◆ **EJERCICIO PROPUESTO 1**:
Cita textualmente el fragmento sobre la interpretación de la Biblia desde "Por estas razones" hasta "que necesitan ayuda.".
◆ **EJERCICIO PROPUESTO 2**:
Nombra a todos los evangelistas que aparecen en el fragmento sobre la interpretación de la Biblia.

◆ **FRAGMENTO DE LECTURA**:
-- -- --

La mía no es una interpretación arbitraria de los hechos de la Biblia. Se fundamenta en toda una corriente de exégesis moderna sobre la que he hecho mi investigación. En este siglo, sobre todo a partir de la encíclica Divino Afflante Spiritu, sobre las Sagradas Escrituras, dada por Pío XII el 30 de noviembre de 1943, el desarrollo de los estudios bíblicos ha sido espectacular y ha abierto avenidas de interpretación insospechadas el 15 de noviembre de 1920, cuando el papa Benedicto XV publicó Spiritus Paraclitus, su propia encíclica sobre el mismo tema. Mi interpretación se apoya en muchas de las investigaciones y de los libros publicados, aunque no los cito textualmente (véase la bibliografía). Constituyen la idea, el ambiente interpretativo, la corriente de pensamiento, la inspiración que dio vida a mi texto. A ellos, entre otros libros, otros maestros y otros amigos, debo mi bagaje de reflexión bíblica.

Si pongo el énfasis en los evangelios de Marcos y de Mateo, es porque ellos, más que Lucas y Juan, se dirigieron de manera más directa al pensamiento religioso mítico que prevalecía en la época, muy semejante al que priva en la religiosidad mexicana actual y al que se difunde en múltiples novelas y, sobre todo, películas sobre temas satánicos. Mateo escribió para la comunidad de Palestina, en la que estaba muy asentada la creencia en los demonios, que Jesús quería erradicar. Marcos escribió su evangelio para la comunidad étnicocristiana de Roma, a la que quería mostrarle que Jesús tenía poder sobre los demonios, cuya creencia quería eliminar.

Por estas razones dirijo este libro a los cristianos actuales, como parte de la búsqueda de una religiosidad de compromiso histórico y terrestre, en esta época de crisis, de conflicto y de sufrimiento humano, de pobreza y de despojo, en la que una religión mágica y mítica proporciona la fuga fácil hacia arriba, para huir de los problemas de abajo y de los seres humanos que sufren, que carecen y que necesitan ayuda.

-- -- --

(Registros de datos)
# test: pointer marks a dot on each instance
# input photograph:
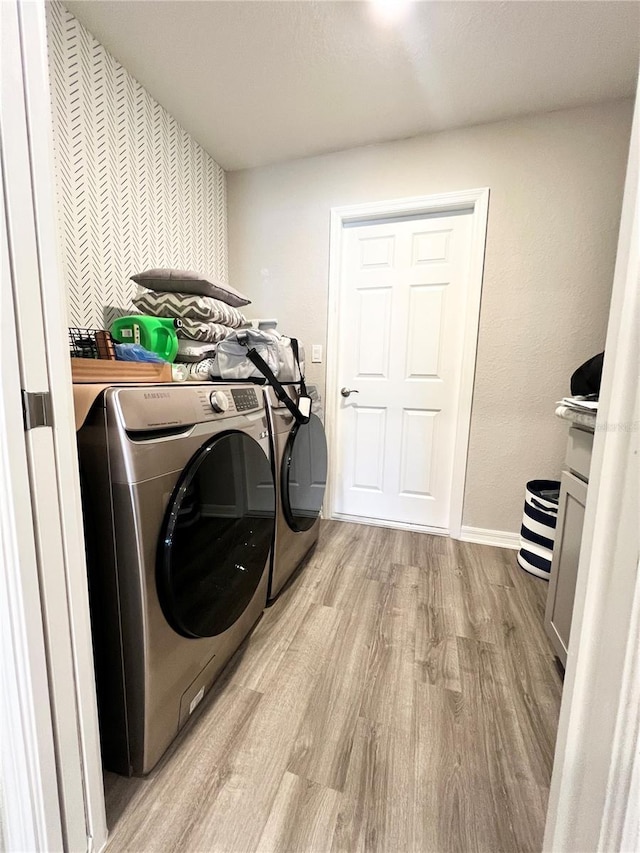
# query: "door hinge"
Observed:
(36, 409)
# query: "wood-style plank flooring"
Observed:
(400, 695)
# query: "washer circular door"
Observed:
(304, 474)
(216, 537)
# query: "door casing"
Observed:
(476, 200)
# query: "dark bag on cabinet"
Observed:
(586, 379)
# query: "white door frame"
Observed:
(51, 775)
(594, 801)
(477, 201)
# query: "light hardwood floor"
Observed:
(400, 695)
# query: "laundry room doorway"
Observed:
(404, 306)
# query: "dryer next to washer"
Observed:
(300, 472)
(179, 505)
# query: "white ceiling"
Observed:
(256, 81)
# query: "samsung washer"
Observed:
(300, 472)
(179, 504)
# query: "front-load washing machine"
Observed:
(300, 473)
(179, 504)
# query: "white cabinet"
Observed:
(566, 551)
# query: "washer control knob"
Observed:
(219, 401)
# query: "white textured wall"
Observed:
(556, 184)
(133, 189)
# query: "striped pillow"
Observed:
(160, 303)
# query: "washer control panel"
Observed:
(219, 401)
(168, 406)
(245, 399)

-- -- --

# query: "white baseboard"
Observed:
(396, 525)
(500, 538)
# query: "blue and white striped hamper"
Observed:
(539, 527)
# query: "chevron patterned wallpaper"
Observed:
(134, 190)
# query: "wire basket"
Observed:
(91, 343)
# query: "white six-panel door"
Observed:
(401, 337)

-- -- --

◆ **RESPUESTA FINAL 1**:
Por estas razones dirijo este libro a los cristianos actuales, como parte de la búsqueda de una religiosidad de compromiso histórico y terrestre, en esta época de crisis, de conflicto y de sufrimiento humano, de pobreza y de despojo, en la que una religión mágica y mítica proporciona la fuga fácil hacia arriba, para huir de los problemas de abajo y de los seres humanos que sufren, que carecen y que necesitan ayuda.

◆ **RESPUESTA FINAL 2**:
Marcos, Mateo, Lucas y Juan.